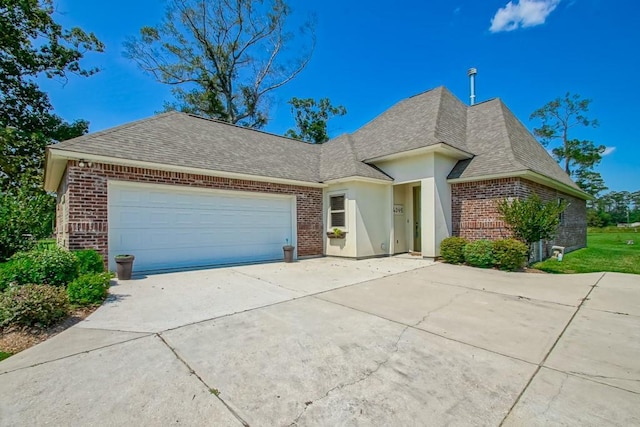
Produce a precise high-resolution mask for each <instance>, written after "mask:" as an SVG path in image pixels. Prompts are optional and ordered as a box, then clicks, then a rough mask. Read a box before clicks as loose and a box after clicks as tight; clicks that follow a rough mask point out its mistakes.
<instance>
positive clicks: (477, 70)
mask: <svg viewBox="0 0 640 427" xmlns="http://www.w3.org/2000/svg"><path fill="white" fill-rule="evenodd" d="M476 74H478V70H476V69H475V68H469V71H467V76H469V80H470V81H471V96H470V98H471V105H473V104H475V103H476Z"/></svg>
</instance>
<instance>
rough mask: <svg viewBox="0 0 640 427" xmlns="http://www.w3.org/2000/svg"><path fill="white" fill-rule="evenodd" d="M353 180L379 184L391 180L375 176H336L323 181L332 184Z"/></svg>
mask: <svg viewBox="0 0 640 427" xmlns="http://www.w3.org/2000/svg"><path fill="white" fill-rule="evenodd" d="M353 181H359V182H368V183H370V184H381V185H392V184H393V181H387V180H384V179H377V178H368V177H365V176H357V175H356V176H347V177H344V178H337V179H330V180H328V181H325V182H324V183H325V184H326V185H334V184H342V183H345V182H353Z"/></svg>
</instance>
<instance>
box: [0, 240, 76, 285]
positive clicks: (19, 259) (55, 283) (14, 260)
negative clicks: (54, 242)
mask: <svg viewBox="0 0 640 427" xmlns="http://www.w3.org/2000/svg"><path fill="white" fill-rule="evenodd" d="M78 265H79V264H78V258H77V257H76V256H75V255H74V254H73V253H72V252H69V251H68V250H66V249H61V248H51V249H44V250H38V249H36V250H33V251H29V252H19V253H17V254H15V255H14V256H13V257H12V258H11V259H10V260H9V261H8V262H7V263H6V264H5V265H4V266H3V268H2V274H1V275H0V289H2V288H6V287H7V286H8V285H9V284H16V285H27V284H38V285H45V284H46V285H53V286H65V285H66V284H67V283H70V282H71V281H73V280H74V279H75V278H77V277H78V275H79V271H78Z"/></svg>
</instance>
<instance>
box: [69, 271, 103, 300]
mask: <svg viewBox="0 0 640 427" xmlns="http://www.w3.org/2000/svg"><path fill="white" fill-rule="evenodd" d="M110 280H111V274H110V273H88V274H83V275H82V276H80V277H78V278H77V279H76V280H74V281H73V282H71V283H69V285H68V286H67V295H68V296H69V302H71V304H76V305H98V304H101V303H102V301H104V299H105V298H106V297H107V295H108V293H109V282H110Z"/></svg>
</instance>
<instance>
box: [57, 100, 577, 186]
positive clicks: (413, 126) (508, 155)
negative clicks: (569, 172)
mask: <svg viewBox="0 0 640 427" xmlns="http://www.w3.org/2000/svg"><path fill="white" fill-rule="evenodd" d="M440 145H444V146H448V147H450V148H451V149H453V150H457V151H456V152H459V153H462V154H463V156H460V157H459V158H463V157H465V156H466V157H470V158H469V159H467V160H461V161H459V162H458V164H457V165H456V166H455V167H454V169H453V170H452V171H451V173H450V174H449V177H448V178H449V179H453V180H479V179H483V178H487V177H495V176H522V175H523V174H524V173H529V172H532V173H535V174H539V175H540V176H542V177H544V178H545V179H547V180H550V181H551V182H556V183H557V185H558V186H559V187H563V188H565V189H566V188H569V189H571V190H572V191H573V192H575V193H577V194H578V195H582V194H584V193H583V192H582V191H581V190H580V189H579V188H578V186H577V185H576V184H575V183H574V182H573V181H571V179H570V178H569V176H567V174H566V173H565V172H564V171H563V170H562V169H561V168H560V167H559V166H558V164H557V163H556V162H555V161H554V160H553V159H552V158H551V156H550V155H549V154H548V153H547V152H546V150H545V149H544V148H543V147H542V146H541V145H540V144H539V143H538V142H537V141H536V140H535V138H534V137H533V136H532V135H531V133H530V132H529V131H528V130H527V129H526V127H525V126H524V125H523V124H522V123H521V122H520V121H519V120H518V119H517V118H516V117H515V116H514V115H513V113H512V112H511V111H510V110H509V109H508V108H507V107H506V106H505V105H504V104H503V103H502V101H500V100H499V99H493V100H490V101H486V102H483V103H480V104H476V105H474V106H471V107H469V106H467V105H465V104H464V103H462V102H461V101H460V100H459V99H458V98H456V97H455V96H454V95H453V94H452V93H451V92H449V91H448V90H447V89H446V88H444V87H439V88H436V89H432V90H430V91H427V92H424V93H421V94H419V95H416V96H412V97H410V98H407V99H405V100H403V101H400V102H399V103H397V104H396V105H394V106H393V107H391V108H390V109H388V110H387V111H385V112H384V113H382V114H381V115H380V116H378V117H376V118H375V119H374V120H372V121H371V122H369V123H368V124H366V125H365V126H363V127H362V128H360V129H359V130H357V131H356V132H354V133H353V134H345V135H341V136H339V137H337V138H334V139H332V140H330V141H328V142H327V143H325V144H322V145H315V144H308V143H305V142H301V141H296V140H292V139H289V138H285V137H281V136H277V135H273V134H270V133H266V132H262V131H256V130H251V129H247V128H243V127H239V126H235V125H231V124H228V123H225V122H221V121H218V120H210V119H205V118H201V117H197V116H193V115H190V114H185V113H179V112H170V113H164V114H160V115H157V116H154V117H151V118H148V119H144V120H140V121H137V122H133V123H129V124H126V125H123V126H118V127H115V128H112V129H108V130H105V131H101V132H96V133H92V134H88V135H83V136H81V137H78V138H74V139H71V140H68V141H64V142H61V143H59V144H56V145H52V146H50V147H49V148H50V150H52V151H55V152H57V153H63V152H64V153H75V154H76V155H77V156H82V155H93V156H103V157H110V158H116V159H122V160H125V161H126V160H133V161H139V162H147V163H152V164H159V165H167V166H173V167H175V166H181V167H187V168H193V169H201V170H207V171H215V172H227V173H234V174H243V175H249V176H256V177H267V178H274V179H283V180H293V181H300V182H308V183H314V184H318V183H323V182H327V181H331V180H337V179H344V178H353V177H362V178H368V179H376V180H383V181H393V177H389V176H388V175H386V174H385V173H384V172H382V171H381V170H380V169H378V168H377V167H376V166H375V162H376V161H377V159H381V158H384V157H385V156H390V155H395V154H398V153H404V152H411V151H412V150H416V149H421V148H427V147H430V146H440ZM78 158H80V157H78ZM47 170H48V169H47ZM54 185H57V183H51V184H50V187H53V186H54ZM584 196H585V197H588V196H587V195H586V194H584Z"/></svg>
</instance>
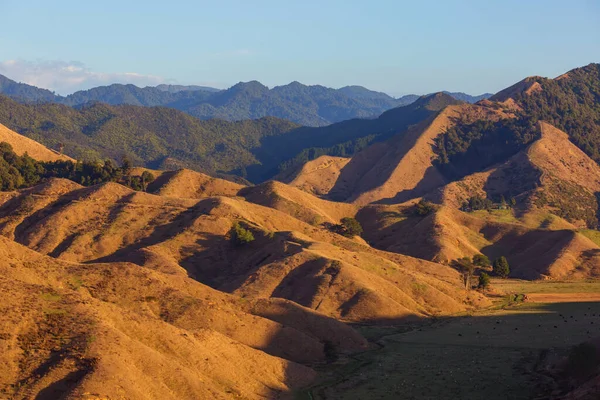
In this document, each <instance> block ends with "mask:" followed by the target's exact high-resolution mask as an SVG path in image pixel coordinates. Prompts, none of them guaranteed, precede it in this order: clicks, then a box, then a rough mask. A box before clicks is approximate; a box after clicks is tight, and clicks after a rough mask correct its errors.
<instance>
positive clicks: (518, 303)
mask: <svg viewBox="0 0 600 400" xmlns="http://www.w3.org/2000/svg"><path fill="white" fill-rule="evenodd" d="M546 285H548V287H546ZM492 286H493V287H494V288H497V289H498V292H499V293H498V299H497V301H496V303H495V304H496V306H495V307H493V308H492V309H490V310H485V311H478V312H473V313H470V314H469V315H456V316H451V317H446V318H439V319H435V320H433V321H431V320H425V321H421V322H416V323H412V324H403V325H402V326H368V325H363V326H359V327H357V329H358V331H359V332H361V333H363V334H364V335H365V336H366V337H368V338H369V339H370V341H371V343H372V347H371V349H370V350H367V351H365V352H361V353H358V354H356V355H353V356H352V357H351V358H347V359H340V360H338V361H336V362H335V363H334V364H333V366H328V367H327V368H323V375H324V377H323V378H322V381H321V382H319V383H317V384H316V385H314V386H312V387H311V388H310V389H309V390H307V391H302V392H299V393H298V395H297V398H298V399H364V398H369V399H397V398H403V399H456V398H465V399H467V398H469V399H471V398H473V399H476V398H488V399H506V398H510V399H532V398H536V399H538V398H539V399H542V398H555V397H554V396H556V398H563V397H560V396H561V394H560V393H561V389H560V388H558V387H557V386H556V383H555V381H554V379H556V376H553V374H552V372H551V370H550V365H552V363H555V362H556V360H557V359H559V358H560V357H561V356H563V353H564V352H565V349H568V348H570V347H572V346H575V345H578V344H579V343H581V342H584V341H587V340H590V339H592V338H596V337H598V336H599V335H600V305H599V304H600V303H599V301H600V296H599V295H598V293H600V292H599V291H598V283H581V282H579V283H573V282H571V283H557V284H551V283H548V284H543V283H542V284H536V283H529V282H527V283H525V282H512V281H510V280H509V281H502V282H500V281H494V282H493V284H492ZM507 288H510V289H511V290H512V289H514V288H518V289H520V290H522V292H520V293H527V296H528V297H529V300H527V301H526V302H524V303H523V302H521V303H513V304H510V305H509V304H507V303H506V301H507V300H506V299H501V297H502V295H501V294H500V293H502V291H504V290H506V289H507ZM538 290H541V291H543V292H546V291H547V290H550V291H554V290H558V291H560V296H561V299H560V301H558V302H554V301H555V300H554V301H553V302H552V303H546V302H545V301H548V297H540V298H539V300H538V298H536V295H535V294H536V292H537V291H538ZM573 291H577V292H573ZM578 292H583V293H584V295H583V296H582V295H581V293H578ZM507 293H515V292H513V291H509V292H507ZM517 293H519V292H517ZM544 294H545V295H546V296H551V295H552V294H551V293H544ZM585 294H592V296H590V297H588V296H585ZM505 296H507V297H508V296H510V295H505ZM534 338H535V339H534ZM588 390H589V391H588V392H586V393H587V394H586V393H584V394H583V395H582V394H579V395H580V396H582V397H576V398H590V399H592V398H594V397H593V396H594V394H593V393H595V392H594V391H593V390H594V389H593V388H592V389H588ZM585 396H589V397H585ZM567 398H571V397H567Z"/></svg>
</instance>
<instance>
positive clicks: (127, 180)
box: [0, 142, 154, 191]
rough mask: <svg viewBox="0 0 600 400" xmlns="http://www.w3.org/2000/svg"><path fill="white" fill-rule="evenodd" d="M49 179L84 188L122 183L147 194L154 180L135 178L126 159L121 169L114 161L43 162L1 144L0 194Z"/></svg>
mask: <svg viewBox="0 0 600 400" xmlns="http://www.w3.org/2000/svg"><path fill="white" fill-rule="evenodd" d="M48 178H65V179H70V180H72V181H74V182H77V183H79V184H81V185H84V186H89V185H95V184H98V183H103V182H119V183H121V184H124V185H126V186H129V187H131V188H133V189H135V190H144V191H145V190H146V187H147V185H148V183H150V182H152V181H153V180H154V176H153V175H152V174H151V173H150V172H148V171H144V172H143V173H142V175H141V176H132V175H131V163H130V162H129V161H128V160H127V159H125V160H123V164H122V165H121V166H116V165H114V164H113V162H112V161H109V160H107V161H104V163H95V162H76V163H74V162H71V161H51V162H41V161H36V160H34V159H33V158H31V157H29V156H28V155H27V154H24V155H22V156H19V155H17V154H16V153H15V152H14V151H13V148H12V146H11V145H10V144H8V143H6V142H1V143H0V190H4V191H6V190H15V189H20V188H25V187H31V186H33V185H36V184H37V183H39V182H40V181H42V180H44V179H48Z"/></svg>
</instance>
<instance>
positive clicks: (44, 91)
mask: <svg viewBox="0 0 600 400" xmlns="http://www.w3.org/2000/svg"><path fill="white" fill-rule="evenodd" d="M0 93H2V94H4V95H6V96H9V97H11V98H13V99H15V100H18V101H21V102H28V103H33V102H53V101H57V99H59V97H58V96H55V95H54V93H52V92H51V91H49V90H46V89H40V88H37V87H35V86H31V85H27V84H26V83H18V82H15V81H13V80H11V79H8V78H7V77H5V76H3V75H0Z"/></svg>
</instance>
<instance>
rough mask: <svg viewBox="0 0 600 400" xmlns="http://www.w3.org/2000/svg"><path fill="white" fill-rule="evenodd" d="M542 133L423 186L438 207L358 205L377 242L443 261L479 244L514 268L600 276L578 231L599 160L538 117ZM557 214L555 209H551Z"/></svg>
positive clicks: (555, 128) (463, 251) (370, 241)
mask: <svg viewBox="0 0 600 400" xmlns="http://www.w3.org/2000/svg"><path fill="white" fill-rule="evenodd" d="M539 129H540V139H538V140H537V141H535V142H534V143H532V144H531V145H530V146H529V147H528V148H527V149H525V150H523V151H521V152H520V153H518V154H516V155H515V156H513V157H511V158H510V159H509V160H508V161H506V162H505V163H502V164H500V165H497V166H494V167H492V168H490V169H488V170H486V171H483V172H478V173H475V174H472V175H469V176H467V177H465V178H463V179H461V180H460V181H457V182H453V183H450V184H448V185H445V186H444V187H442V188H441V189H439V190H437V191H434V192H431V193H429V194H427V196H426V197H427V198H429V199H431V200H434V201H436V202H438V203H440V204H443V207H441V208H439V209H438V210H437V211H434V212H433V213H432V214H430V215H428V216H426V217H421V216H418V215H416V214H415V211H414V208H413V207H412V206H411V204H410V203H407V204H404V205H398V206H371V207H368V208H366V209H364V210H363V211H361V213H359V219H360V220H361V222H363V225H364V226H365V232H366V235H365V237H366V239H367V240H368V241H369V242H370V243H371V244H372V245H374V246H375V247H378V248H381V249H385V250H387V251H394V252H401V253H405V254H410V255H413V256H416V257H420V258H425V259H428V260H437V261H443V262H448V261H449V260H452V259H456V258H459V257H463V256H472V255H473V254H477V253H480V252H483V253H484V254H486V255H488V256H489V257H490V258H492V259H493V258H496V257H499V256H501V255H504V256H507V257H508V259H509V260H510V263H511V266H512V269H513V273H514V276H518V277H523V278H539V277H548V278H552V279H565V278H569V279H581V278H587V277H596V276H600V257H599V256H600V248H599V247H598V245H596V244H595V243H594V242H592V241H591V240H589V239H588V238H586V237H584V236H583V235H581V234H579V233H578V232H577V227H578V226H579V227H585V226H586V224H588V223H592V224H594V226H595V224H596V223H597V216H596V210H597V203H596V193H598V191H599V190H600V167H598V165H597V164H596V163H595V162H594V161H592V160H591V159H590V158H589V157H587V156H586V155H585V153H583V152H582V151H581V150H579V149H578V148H577V147H576V146H575V145H573V144H572V143H571V142H570V141H569V139H568V136H567V135H566V134H565V133H564V132H561V131H559V130H558V129H556V128H554V127H552V126H551V125H549V124H547V123H540V124H539ZM473 196H479V197H481V198H486V197H487V198H491V199H496V200H497V201H499V199H500V198H501V197H504V198H506V199H510V198H511V197H513V198H516V200H517V208H516V209H515V210H496V211H493V212H489V213H488V212H486V211H481V212H473V213H465V212H461V211H459V210H458V209H459V208H460V207H461V206H462V204H463V203H464V202H465V201H466V200H467V199H468V198H470V197H473ZM553 215H555V216H553Z"/></svg>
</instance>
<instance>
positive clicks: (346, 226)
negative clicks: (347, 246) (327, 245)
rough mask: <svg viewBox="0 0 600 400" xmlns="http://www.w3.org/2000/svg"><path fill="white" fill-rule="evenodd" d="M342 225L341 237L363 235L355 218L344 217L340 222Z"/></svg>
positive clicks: (361, 230)
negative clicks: (342, 229)
mask: <svg viewBox="0 0 600 400" xmlns="http://www.w3.org/2000/svg"><path fill="white" fill-rule="evenodd" d="M340 222H341V223H342V227H343V230H342V235H344V236H347V237H354V236H360V235H361V234H362V233H363V229H362V226H361V225H360V222H358V221H357V220H356V218H352V217H344V218H342V220H341V221H340Z"/></svg>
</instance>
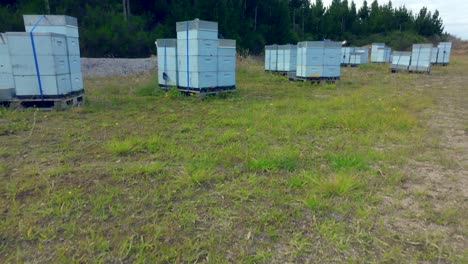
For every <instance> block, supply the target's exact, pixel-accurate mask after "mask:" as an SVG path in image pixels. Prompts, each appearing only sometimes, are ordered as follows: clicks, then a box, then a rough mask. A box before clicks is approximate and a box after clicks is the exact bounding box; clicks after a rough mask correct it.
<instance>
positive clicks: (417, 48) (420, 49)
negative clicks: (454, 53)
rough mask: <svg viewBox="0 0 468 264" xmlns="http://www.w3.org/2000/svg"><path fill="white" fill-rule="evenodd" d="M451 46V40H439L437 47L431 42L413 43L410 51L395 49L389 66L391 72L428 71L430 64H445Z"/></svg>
mask: <svg viewBox="0 0 468 264" xmlns="http://www.w3.org/2000/svg"><path fill="white" fill-rule="evenodd" d="M451 48H452V43H451V42H441V43H439V45H438V46H437V47H433V46H432V44H414V45H413V50H412V51H411V52H402V51H395V52H394V53H393V55H392V64H391V66H390V68H391V69H392V71H393V72H394V71H397V70H408V71H415V72H430V71H431V65H432V64H442V65H447V64H448V63H449V62H450V53H451Z"/></svg>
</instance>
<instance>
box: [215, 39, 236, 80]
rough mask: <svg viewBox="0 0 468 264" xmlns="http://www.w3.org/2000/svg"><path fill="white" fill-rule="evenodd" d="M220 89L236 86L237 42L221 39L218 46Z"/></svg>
mask: <svg viewBox="0 0 468 264" xmlns="http://www.w3.org/2000/svg"><path fill="white" fill-rule="evenodd" d="M217 72H218V73H217V78H218V87H233V86H235V85H236V41H235V40H230V39H220V40H219V46H218V68H217Z"/></svg>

━━━━

■ **Work to be completed**:
Filter on the word "target": copy each matching line from the entries above.

■ **Answer section**:
In this document, each <instance> block ends with "mask:" followed by the target's exact high-resolution mask as an SVG path in image pixel coordinates. Prompts, none of them guaranteed, precede it in this order: clicks, then a box, then a rough mask. A box before clicks is approximate; a box after clicks is tight, and clicks after a rough mask correct its errors.
For every <instance> block, supply the target's exact, pixel-accurate mask after "mask:" as an SVG path in image pixels. Prompts, each appearing only sometimes, are ordered as follows: clicks, then a box, then a rough mask. A box before clicks is approximate and a box after clicks is the exact bounding box; clicks after a rough mask correct it.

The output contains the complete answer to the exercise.